Data items

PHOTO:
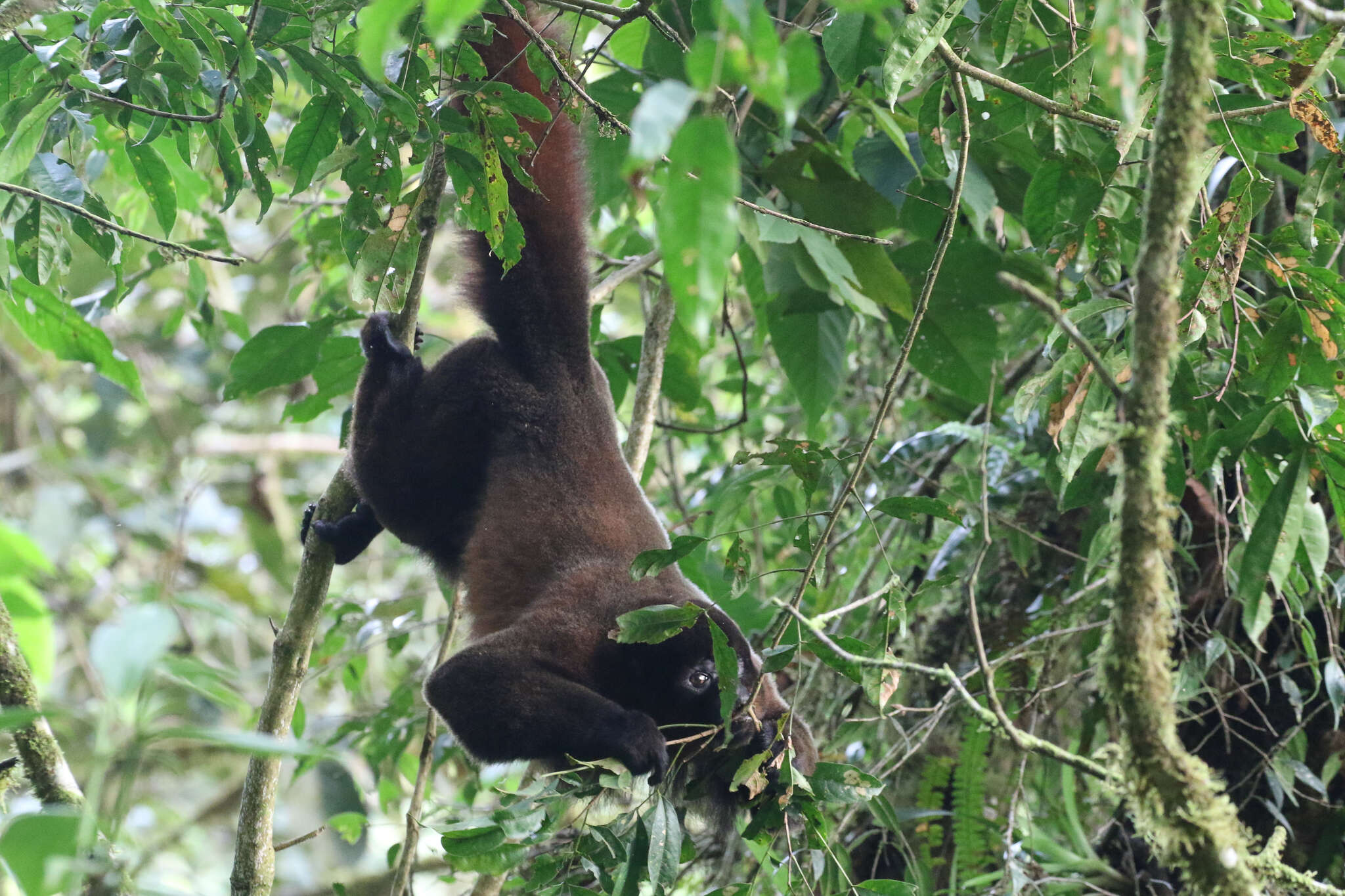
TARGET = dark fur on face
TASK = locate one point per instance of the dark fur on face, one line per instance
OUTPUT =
(502, 464)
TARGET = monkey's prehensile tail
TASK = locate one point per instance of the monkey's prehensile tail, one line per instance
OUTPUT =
(540, 308)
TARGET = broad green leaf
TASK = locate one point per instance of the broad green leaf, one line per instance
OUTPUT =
(30, 843)
(907, 508)
(275, 356)
(169, 37)
(841, 784)
(1334, 683)
(655, 624)
(156, 181)
(695, 218)
(314, 137)
(661, 112)
(37, 240)
(841, 45)
(125, 648)
(54, 326)
(350, 825)
(1320, 186)
(33, 625)
(26, 139)
(916, 38)
(726, 667)
(811, 349)
(444, 18)
(1270, 548)
(54, 177)
(653, 562)
(19, 554)
(378, 32)
(665, 842)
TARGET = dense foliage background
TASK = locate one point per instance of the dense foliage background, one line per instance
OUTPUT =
(174, 390)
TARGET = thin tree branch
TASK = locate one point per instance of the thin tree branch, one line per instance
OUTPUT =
(891, 387)
(255, 856)
(1320, 12)
(110, 224)
(1057, 313)
(1173, 796)
(649, 379)
(43, 763)
(407, 857)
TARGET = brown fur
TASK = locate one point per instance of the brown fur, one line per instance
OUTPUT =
(502, 464)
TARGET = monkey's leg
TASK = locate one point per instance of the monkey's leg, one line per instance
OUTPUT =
(349, 535)
(506, 704)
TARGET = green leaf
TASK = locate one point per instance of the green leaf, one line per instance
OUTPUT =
(19, 554)
(655, 624)
(653, 562)
(776, 658)
(378, 32)
(32, 842)
(58, 328)
(695, 218)
(907, 508)
(1334, 681)
(726, 668)
(37, 238)
(841, 46)
(167, 35)
(125, 648)
(444, 18)
(916, 37)
(659, 114)
(811, 351)
(275, 356)
(665, 842)
(350, 825)
(314, 137)
(154, 177)
(26, 139)
(841, 784)
(33, 625)
(1274, 536)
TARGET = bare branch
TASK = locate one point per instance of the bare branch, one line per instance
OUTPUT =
(110, 224)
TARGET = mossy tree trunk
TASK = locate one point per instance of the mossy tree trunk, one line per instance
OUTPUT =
(1178, 802)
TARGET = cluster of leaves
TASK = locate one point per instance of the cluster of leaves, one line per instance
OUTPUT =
(142, 140)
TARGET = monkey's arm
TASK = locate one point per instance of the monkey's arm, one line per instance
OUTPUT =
(503, 704)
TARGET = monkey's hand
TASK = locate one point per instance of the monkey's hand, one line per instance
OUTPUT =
(378, 343)
(640, 746)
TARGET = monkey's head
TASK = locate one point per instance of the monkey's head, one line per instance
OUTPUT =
(677, 683)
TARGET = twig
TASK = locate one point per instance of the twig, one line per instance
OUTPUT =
(844, 234)
(43, 763)
(407, 857)
(992, 696)
(255, 857)
(301, 839)
(110, 224)
(649, 379)
(1029, 742)
(1320, 12)
(891, 387)
(1053, 106)
(1057, 313)
(743, 366)
(608, 285)
(607, 117)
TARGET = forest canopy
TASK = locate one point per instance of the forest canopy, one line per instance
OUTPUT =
(981, 358)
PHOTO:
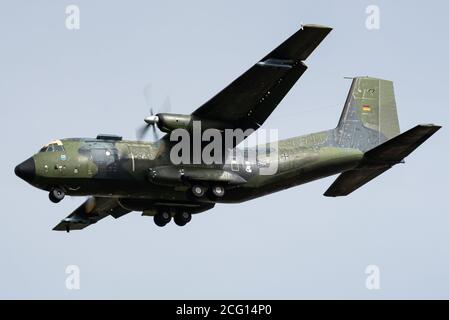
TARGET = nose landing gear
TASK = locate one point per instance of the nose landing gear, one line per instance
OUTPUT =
(56, 195)
(163, 217)
(182, 218)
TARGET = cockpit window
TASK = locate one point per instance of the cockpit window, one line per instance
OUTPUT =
(52, 147)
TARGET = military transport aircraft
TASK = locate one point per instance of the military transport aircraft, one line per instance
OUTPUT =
(123, 176)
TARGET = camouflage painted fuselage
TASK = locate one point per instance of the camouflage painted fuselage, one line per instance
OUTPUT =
(120, 169)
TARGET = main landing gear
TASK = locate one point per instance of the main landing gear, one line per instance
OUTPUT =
(216, 191)
(163, 217)
(56, 195)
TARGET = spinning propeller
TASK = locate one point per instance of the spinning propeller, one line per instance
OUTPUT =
(152, 120)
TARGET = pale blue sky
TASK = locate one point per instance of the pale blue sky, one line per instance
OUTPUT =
(56, 83)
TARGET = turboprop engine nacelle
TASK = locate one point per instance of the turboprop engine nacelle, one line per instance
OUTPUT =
(167, 122)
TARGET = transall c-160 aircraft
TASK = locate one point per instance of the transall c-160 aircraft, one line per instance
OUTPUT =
(123, 176)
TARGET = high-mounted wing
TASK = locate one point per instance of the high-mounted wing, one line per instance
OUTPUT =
(249, 100)
(91, 211)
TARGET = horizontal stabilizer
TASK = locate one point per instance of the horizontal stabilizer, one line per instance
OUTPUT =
(378, 160)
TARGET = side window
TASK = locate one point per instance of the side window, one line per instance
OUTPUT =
(58, 148)
(234, 165)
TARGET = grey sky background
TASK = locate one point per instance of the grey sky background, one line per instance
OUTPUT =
(57, 83)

**EXERCISE BRIEF:** Omit the pictures. Output every record above word for word.

**WRITTEN REPLY:**
PHOTO:
TARGET = dark fur on face
TASK = locate one point per instance of the dark fur on face, one line per instance
OUTPUT =
(502, 464)
TARGET = monkey's prehensile tail
TASK = locate one point per instance of the monkey's prehensile tail, one line per instance
OUTPUT =
(540, 308)
TARGET = broad green leaf
TASK = locate one point per instance of the broad green leaf, one line per instance
OUTPUT =
(30, 843)
(907, 508)
(275, 356)
(169, 37)
(841, 784)
(1334, 683)
(655, 624)
(156, 181)
(695, 218)
(314, 137)
(661, 112)
(37, 240)
(841, 45)
(125, 648)
(54, 326)
(350, 825)
(1320, 186)
(33, 625)
(26, 139)
(916, 38)
(726, 667)
(811, 349)
(444, 18)
(1270, 548)
(54, 177)
(653, 562)
(19, 554)
(378, 32)
(665, 842)
TARGET = dense foliage background
TASK = locate one point per instance of the dense foliage background, one line per instance
OUTPUT =
(174, 390)
TARGET = thin tree branch
TASK = locate one point per instance of the thin tree branch, one line per instance
OUTPUT =
(891, 387)
(255, 856)
(1320, 12)
(110, 224)
(1057, 313)
(1173, 796)
(649, 379)
(43, 763)
(407, 857)
TARGET = brown fur
TASK = locate one point per instance of the brown fur, one line per instance
OUTPUT =
(502, 464)
TARGET = monkey's leg
TASK = locate one point per instance of the monkey's leg, one line per instance
OUTPUT =
(349, 535)
(506, 704)
TARGET = green leaf
TASK = locate one point per instance of the green leaf, one line per instance
OUTPUT =
(19, 554)
(655, 624)
(653, 562)
(776, 658)
(378, 32)
(32, 842)
(58, 328)
(695, 218)
(907, 508)
(1334, 681)
(726, 668)
(37, 238)
(841, 46)
(167, 35)
(125, 648)
(444, 18)
(916, 37)
(659, 114)
(811, 351)
(275, 356)
(665, 842)
(350, 825)
(314, 137)
(154, 177)
(26, 139)
(841, 784)
(33, 625)
(1274, 536)
TARGET = bare branch
TASK = locate one point per instance of the bare branch, one line per instance
OUTPUT =
(110, 224)
TARGET = mossy tree trunk
TASK = locate one point per instance of the mossy tree trunk, one line per instance
OUTPUT =
(1178, 802)
TARGET = cluster of leaves
TASK = locate one point per instance of the cluster of leaves, one line per instance
OUTPUT =
(142, 140)
TARGET = monkey's arm
TASK = locate one point per instance of the monkey's arm, one line per instance
OUTPUT =
(503, 704)
TARGET = monkey's hand
TASK = locate one point per instance of the monkey's hand, one line per instance
OUTPUT =
(378, 343)
(640, 746)
TARGET = monkey's head
TASK = locate one point per instance of the monkey's head, one line per instance
OUTPUT =
(677, 683)
TARGET = twig
TASK = locate one point per instance of the twig, one line per instance
OUTPUT =
(844, 234)
(43, 763)
(407, 857)
(992, 696)
(255, 857)
(301, 839)
(110, 224)
(649, 379)
(1029, 742)
(1320, 12)
(891, 387)
(1053, 106)
(1057, 313)
(743, 366)
(608, 285)
(607, 117)
TARGET = forest canopy
TASK = locate one point per instance of the forest canopy, one line per instance
OUTPUT =
(981, 358)
PHOTO:
TARGET = nose landing gear
TASK = locate one point per instance of the nose landing gear, one line per instance
OUTPUT =
(56, 195)
(163, 217)
(182, 218)
TARGET = cockpit window
TASK = locate one point per instance of the cockpit window, one line per instance
OUTPUT =
(52, 147)
TARGET = military transport aircraft
TASK = locate one point per instance of the military transport aircraft, one line per instance
OUTPUT =
(123, 176)
TARGET = camouflage painted fuselage
TASK = locate one point per instance of the camouflage painted fuselage, one line per instance
OUTPUT =
(120, 169)
TARGET = main landing gear
TASK = locate one point per instance of the main landing gear, one line per instance
OUTPUT =
(216, 191)
(163, 217)
(56, 195)
TARGET = spinning propeller
TASK = locate one point per instance of the spinning propeller, one line per instance
OUTPUT =
(152, 120)
TARGET = pale blue sky
TASK = locate one point per instance of the pale blue sky, one line per instance
OUTPUT =
(56, 83)
TARGET = turboprop engine nacelle
TASK = locate one point per instance of the turboprop engine nacelle, one line per instance
OUTPUT =
(167, 122)
TARGET = transall c-160 aircraft
TASK = locate one point per instance of the transall c-160 aircraft, one line per instance
OUTPUT =
(123, 176)
TARGET = high-mounted wing
TASK = locate one point per instance of the high-mounted wing, one line per instance
OUTPUT =
(249, 100)
(91, 211)
TARGET = horizontal stabilizer
TASK = locate one point per instance of the horizontal stabilizer, one line per instance
OUTPUT =
(378, 160)
TARGET = side window
TASK = locate one point per instance of the side window, one line per instance
OUTPUT =
(58, 148)
(234, 165)
TARGET = grey sky background
TASK = locate one point per instance of the grey sky background, one line per instance
OUTPUT =
(57, 83)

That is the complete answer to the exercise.